Task goal
Convert the rows below into a JSON list of strings with one string per line, omitting blank lines.

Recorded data
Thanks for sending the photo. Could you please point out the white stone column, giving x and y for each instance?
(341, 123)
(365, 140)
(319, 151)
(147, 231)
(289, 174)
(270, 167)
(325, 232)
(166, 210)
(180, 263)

Exercise solution
[
  "Thanks for sending the photo. Could you please point out the white stone column, giving x and y for each instance?",
  "(341, 123)",
  "(365, 140)",
  "(319, 151)",
  "(147, 231)",
  "(289, 174)",
  "(270, 167)",
  "(325, 232)",
  "(166, 210)",
  "(180, 263)"
]